When he extended Eddie Lack for 2 years at $2.75 million last summer before he even stepped on PNC Arena ice, he more or less committed 1 of the 2 2016-17 goalie slots to Lack. The burning question is what he does with the remaining slot. Cam Ward’s contract ended this season which means there is an opening to either re-sign Ward or consider other options. The market for available free agent goalies this summer is thin which will likely drive up prices for even potentially great goalies, but there are also a couple players who might be available via trade.

The burning questions

1) Cam Ward questions aplenty: What are reasonable expectations for 2016-17? Can he do what he did in January through April for a full season? Or is he just destined to be up and down like he has the past few years with flashes of good enough weighed down by the opposite? And if Francis likes this option, can the 2 sides figure out the term and $ amount that seemed to end Eric Staal’s in-season negotiations before they even started?

2) Of the free agent options, are any an upgrade over Ward? And can any be had for a reasonable term and $ amount that is not high risk, high reward and long-term commitment?

3) After settling in and possibly figuring out how to (or maybe how not to) work with goalie coach David Marcoux, does Eddie Lack have a higher gear such that he could be a better part of a 1A/1B tandem in 2016-17?

 

I do not think that the goalie position alone will be enough to boost the Canes into the playoffs, but I think that missing badly enough on this key decision could single-handedly assure another miss.

 

2) A key forward addition or 2 to boost the offense

More than anything else, the Canes surge starting in December was driven by the rise of Nestrasil/JStaal/Nordstrom. That line started by playing incredibly good shutdown defense against the other teams’ best to keep the Canes in games and then even started to produce more offense. With the Versteeg/EStaal/Lindholm or Di Giuseppe line also capable of eating up minutes and playing a solid puck possession game even if not scoring, the Canes were suddenly in more games with the ability to win or at least capitalize on the NHL scoring system that rewards losing late (overtime or shootout) with half as many points as a win.

But when you look at the season in total, the Carolina Hurricanes finished 27th out of 30 teams in goals scored and 24th in terms of power play scoring percentage.

It makes sense if you work through the pecking order of the Canes lines. Eric Staal and Kris Versteeg were generally solid in terms of shot and possession stats but never really figured out how to convert it to scoring. Both players were on target for 43 points (projected over 82 games) when traded and regular line mate Elias Lindholm finished with 39 points in 82 games. Jordan Staal’s line grew offensively over time but still would not qualify as an offensive juggernaut. In the 38 games from the start of December until Andrej Nestrasil’s injury in late February, Jordan Staal scored at an impressive 71-point pace projected over 82 games, but line mates Andrej Nestrasil and Joakim Nordstrom looked more like good checking line players and depth scoring with 43 and 41-point paces respectively. Below that Jeff Skinner and Victor Rask provided solid depth scoring especially if you consider them slotted as third-liners.

## Given data
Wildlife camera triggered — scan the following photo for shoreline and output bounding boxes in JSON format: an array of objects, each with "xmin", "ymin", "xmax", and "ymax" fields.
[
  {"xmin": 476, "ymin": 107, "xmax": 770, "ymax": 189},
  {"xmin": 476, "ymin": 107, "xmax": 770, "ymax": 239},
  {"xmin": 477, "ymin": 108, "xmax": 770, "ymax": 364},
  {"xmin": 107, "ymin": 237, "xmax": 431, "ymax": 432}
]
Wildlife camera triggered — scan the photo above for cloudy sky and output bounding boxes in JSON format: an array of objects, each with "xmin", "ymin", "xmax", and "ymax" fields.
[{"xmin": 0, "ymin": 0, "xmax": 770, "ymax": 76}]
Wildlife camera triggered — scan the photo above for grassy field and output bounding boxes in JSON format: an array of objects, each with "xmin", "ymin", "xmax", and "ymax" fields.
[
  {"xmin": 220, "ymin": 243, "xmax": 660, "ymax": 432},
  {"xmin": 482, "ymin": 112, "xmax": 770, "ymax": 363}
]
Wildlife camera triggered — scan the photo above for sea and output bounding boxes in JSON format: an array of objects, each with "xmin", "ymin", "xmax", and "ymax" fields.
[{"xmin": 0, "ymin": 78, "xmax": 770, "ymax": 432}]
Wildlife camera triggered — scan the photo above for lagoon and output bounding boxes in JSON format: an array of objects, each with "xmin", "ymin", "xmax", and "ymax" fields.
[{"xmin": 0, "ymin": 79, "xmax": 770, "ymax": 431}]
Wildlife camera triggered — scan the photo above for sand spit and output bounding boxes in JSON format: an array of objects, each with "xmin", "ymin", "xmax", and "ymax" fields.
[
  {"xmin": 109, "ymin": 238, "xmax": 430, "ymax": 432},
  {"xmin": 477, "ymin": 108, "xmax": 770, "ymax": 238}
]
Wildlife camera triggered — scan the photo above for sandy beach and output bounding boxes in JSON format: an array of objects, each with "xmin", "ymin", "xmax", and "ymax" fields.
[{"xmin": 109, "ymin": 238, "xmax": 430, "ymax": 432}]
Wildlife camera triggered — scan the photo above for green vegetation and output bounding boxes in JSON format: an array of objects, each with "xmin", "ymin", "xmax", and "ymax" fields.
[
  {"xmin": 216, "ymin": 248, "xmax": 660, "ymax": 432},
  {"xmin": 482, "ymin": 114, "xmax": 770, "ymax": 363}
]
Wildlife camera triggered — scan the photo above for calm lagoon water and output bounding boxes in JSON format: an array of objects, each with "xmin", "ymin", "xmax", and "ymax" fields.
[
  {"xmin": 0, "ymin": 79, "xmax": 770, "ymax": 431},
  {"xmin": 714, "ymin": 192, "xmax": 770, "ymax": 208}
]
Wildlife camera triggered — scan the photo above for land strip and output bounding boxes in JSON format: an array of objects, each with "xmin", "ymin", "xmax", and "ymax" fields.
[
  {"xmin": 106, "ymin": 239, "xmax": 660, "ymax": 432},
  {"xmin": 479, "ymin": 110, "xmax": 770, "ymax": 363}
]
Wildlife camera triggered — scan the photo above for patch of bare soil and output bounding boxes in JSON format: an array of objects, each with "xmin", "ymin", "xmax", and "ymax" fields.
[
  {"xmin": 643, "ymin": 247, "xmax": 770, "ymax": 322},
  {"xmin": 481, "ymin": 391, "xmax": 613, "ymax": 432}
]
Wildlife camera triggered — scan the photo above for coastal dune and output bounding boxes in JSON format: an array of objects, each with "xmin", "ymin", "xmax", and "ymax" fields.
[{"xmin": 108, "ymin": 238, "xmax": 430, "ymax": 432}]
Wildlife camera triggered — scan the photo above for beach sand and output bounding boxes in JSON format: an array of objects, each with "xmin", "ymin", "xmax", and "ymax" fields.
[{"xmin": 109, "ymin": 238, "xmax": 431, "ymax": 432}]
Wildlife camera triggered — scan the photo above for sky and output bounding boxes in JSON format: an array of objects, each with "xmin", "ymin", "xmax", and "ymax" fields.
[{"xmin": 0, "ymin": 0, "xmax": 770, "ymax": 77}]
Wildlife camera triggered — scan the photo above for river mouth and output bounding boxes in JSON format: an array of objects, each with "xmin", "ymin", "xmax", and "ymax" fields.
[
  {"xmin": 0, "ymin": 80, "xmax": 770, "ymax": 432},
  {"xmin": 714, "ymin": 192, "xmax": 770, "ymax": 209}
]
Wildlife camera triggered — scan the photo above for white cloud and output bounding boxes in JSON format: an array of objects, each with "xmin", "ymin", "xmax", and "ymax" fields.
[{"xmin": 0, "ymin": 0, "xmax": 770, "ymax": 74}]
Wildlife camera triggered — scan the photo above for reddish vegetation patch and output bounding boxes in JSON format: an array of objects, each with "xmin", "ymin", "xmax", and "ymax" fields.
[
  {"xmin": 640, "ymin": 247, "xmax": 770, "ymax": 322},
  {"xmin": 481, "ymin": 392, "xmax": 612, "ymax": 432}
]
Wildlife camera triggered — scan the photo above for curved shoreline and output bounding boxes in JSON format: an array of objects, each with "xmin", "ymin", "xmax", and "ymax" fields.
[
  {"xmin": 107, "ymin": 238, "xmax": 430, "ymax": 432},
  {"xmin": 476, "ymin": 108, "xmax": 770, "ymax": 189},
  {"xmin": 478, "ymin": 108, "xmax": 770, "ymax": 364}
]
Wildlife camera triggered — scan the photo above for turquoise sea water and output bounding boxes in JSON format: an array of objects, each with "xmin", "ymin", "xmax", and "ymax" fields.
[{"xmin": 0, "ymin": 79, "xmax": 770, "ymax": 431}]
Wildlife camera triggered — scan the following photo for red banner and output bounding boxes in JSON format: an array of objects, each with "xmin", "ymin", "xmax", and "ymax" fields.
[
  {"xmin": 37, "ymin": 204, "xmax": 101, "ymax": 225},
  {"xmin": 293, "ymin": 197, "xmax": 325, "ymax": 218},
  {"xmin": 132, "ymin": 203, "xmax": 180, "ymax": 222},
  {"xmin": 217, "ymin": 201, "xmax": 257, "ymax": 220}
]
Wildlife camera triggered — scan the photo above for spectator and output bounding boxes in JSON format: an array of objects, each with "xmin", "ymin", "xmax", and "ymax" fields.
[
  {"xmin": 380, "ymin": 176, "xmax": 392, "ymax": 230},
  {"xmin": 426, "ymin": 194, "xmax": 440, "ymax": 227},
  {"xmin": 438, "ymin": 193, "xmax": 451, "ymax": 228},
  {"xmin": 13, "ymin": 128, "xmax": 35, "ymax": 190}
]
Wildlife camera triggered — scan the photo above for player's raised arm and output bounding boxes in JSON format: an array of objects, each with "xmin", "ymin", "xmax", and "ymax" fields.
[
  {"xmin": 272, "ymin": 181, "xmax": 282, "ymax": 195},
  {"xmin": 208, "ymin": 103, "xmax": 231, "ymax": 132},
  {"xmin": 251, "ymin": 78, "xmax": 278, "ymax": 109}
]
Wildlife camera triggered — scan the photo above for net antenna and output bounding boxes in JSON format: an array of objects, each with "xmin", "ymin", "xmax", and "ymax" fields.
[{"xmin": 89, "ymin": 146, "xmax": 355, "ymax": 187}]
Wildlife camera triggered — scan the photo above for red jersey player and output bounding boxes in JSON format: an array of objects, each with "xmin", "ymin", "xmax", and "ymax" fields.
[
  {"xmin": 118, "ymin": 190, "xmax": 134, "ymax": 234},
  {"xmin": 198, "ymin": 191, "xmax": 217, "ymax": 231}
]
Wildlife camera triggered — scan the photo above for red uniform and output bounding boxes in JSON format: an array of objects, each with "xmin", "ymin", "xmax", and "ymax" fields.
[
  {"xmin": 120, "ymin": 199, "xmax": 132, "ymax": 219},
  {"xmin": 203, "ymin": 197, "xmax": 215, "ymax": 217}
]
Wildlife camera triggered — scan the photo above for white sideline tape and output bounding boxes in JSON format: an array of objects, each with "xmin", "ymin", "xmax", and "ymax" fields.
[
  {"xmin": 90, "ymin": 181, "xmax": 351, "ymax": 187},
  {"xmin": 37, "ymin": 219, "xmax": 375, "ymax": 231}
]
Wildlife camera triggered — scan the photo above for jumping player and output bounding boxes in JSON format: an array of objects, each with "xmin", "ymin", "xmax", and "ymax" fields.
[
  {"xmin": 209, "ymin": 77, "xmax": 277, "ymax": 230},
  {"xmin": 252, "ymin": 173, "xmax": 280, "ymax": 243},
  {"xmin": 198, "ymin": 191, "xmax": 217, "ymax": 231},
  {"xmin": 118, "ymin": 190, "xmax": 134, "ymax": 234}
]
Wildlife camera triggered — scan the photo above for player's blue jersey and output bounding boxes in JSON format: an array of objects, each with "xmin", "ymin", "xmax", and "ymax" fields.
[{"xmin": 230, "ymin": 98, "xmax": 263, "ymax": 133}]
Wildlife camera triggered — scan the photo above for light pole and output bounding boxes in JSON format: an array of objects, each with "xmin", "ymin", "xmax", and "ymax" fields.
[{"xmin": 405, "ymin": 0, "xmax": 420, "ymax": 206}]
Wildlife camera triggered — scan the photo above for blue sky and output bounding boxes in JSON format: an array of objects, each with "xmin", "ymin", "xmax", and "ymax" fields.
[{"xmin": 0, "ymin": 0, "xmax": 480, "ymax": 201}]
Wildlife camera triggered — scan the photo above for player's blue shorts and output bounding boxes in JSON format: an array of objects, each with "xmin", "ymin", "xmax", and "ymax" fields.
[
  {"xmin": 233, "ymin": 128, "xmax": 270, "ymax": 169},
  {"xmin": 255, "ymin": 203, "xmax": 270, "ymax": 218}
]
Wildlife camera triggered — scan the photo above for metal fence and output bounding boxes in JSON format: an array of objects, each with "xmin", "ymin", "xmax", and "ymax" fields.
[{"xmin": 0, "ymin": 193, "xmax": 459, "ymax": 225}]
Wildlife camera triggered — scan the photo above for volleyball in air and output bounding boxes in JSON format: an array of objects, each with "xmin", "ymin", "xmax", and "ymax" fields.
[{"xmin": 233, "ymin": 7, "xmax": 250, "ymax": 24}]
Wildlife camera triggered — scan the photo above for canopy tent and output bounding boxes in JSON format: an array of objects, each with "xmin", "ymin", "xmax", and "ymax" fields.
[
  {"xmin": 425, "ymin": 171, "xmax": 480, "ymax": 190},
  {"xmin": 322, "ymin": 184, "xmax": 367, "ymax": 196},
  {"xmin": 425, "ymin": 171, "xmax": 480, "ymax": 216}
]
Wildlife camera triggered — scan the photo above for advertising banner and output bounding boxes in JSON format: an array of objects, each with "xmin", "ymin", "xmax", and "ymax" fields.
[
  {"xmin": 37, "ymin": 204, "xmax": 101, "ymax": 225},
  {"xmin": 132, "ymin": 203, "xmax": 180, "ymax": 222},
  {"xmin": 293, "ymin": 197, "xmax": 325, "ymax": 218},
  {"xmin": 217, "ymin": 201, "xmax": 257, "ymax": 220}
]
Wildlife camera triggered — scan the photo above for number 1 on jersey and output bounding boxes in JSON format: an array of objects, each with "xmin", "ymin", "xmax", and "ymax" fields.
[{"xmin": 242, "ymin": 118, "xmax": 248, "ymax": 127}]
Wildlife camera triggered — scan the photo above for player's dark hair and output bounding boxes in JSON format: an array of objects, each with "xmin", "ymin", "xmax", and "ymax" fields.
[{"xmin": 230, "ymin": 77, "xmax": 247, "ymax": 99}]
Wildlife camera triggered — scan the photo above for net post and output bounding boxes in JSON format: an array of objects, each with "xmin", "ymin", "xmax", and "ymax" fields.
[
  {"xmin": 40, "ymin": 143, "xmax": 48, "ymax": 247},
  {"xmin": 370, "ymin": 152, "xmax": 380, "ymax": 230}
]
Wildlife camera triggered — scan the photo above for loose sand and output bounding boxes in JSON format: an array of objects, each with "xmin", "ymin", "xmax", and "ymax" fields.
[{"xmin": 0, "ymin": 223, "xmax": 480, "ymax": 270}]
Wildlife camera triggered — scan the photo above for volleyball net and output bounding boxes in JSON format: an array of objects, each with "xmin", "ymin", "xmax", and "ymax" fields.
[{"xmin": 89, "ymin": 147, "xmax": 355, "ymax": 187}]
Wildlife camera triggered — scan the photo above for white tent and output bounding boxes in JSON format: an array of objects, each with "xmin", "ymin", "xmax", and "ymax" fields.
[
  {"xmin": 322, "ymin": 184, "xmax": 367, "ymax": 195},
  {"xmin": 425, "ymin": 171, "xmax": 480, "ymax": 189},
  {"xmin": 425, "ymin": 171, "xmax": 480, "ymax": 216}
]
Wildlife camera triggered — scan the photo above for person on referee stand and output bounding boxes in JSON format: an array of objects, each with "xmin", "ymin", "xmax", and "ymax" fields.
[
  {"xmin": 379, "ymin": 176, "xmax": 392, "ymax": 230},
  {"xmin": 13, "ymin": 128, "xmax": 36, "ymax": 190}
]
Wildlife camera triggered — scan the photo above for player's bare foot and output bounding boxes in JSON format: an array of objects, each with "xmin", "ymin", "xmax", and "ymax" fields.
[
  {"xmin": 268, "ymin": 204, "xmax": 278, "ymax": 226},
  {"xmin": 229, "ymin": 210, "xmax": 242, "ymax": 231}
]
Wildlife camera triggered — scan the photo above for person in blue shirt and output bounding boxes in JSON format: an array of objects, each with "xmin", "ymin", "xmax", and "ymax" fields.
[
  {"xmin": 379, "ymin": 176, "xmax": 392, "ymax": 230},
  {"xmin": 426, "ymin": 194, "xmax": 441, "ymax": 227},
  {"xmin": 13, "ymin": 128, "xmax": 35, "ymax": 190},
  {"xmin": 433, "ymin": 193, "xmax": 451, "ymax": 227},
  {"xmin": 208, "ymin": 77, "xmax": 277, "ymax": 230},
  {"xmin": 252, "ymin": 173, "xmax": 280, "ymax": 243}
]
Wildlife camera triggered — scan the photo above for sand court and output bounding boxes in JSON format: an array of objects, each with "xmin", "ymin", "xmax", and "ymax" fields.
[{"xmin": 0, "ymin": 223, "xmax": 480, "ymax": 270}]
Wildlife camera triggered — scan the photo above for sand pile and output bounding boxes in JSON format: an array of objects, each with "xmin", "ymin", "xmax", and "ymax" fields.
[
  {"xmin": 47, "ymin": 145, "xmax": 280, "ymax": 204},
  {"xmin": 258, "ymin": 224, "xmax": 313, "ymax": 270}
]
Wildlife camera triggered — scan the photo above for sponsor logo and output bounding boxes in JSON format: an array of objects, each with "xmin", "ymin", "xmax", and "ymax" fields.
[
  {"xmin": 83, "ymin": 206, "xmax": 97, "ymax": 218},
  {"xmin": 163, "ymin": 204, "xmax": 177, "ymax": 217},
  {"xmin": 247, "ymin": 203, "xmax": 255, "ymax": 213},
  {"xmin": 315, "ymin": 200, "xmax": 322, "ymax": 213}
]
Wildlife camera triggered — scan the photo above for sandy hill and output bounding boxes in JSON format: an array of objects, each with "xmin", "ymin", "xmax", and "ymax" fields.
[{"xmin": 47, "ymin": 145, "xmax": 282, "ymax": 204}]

## What you need to do
[a] Answer these from the Hurricanes piece:
(i) For how many years and at what amount was Eddie Lack extended?
(ii) Where did the Carolina Hurricanes finish out of 30 teams in goals scored?
(iii) At what point pace, projected over 82 games, did Jordan Staal score in the 38 games from the start of December until Andrej Nestrasil's injury?
[b] Change "upgrade" to "improvement" in the passage of the Hurricanes piece that opens with the words containing "2) Of the free" and closes with "and long-term commitment?", and write that passage out.
Answer using only the Hurricanes piece.

## Task-by-task results
[a]
(i) 2 years at $2.75 million
(ii) 27th
(iii) A 71-point pace

[b]
2) Of the free agent options, are any an improvement over Ward? And can any be had for a reasonable term and $ amount that is not high risk, high reward and long-term commitment?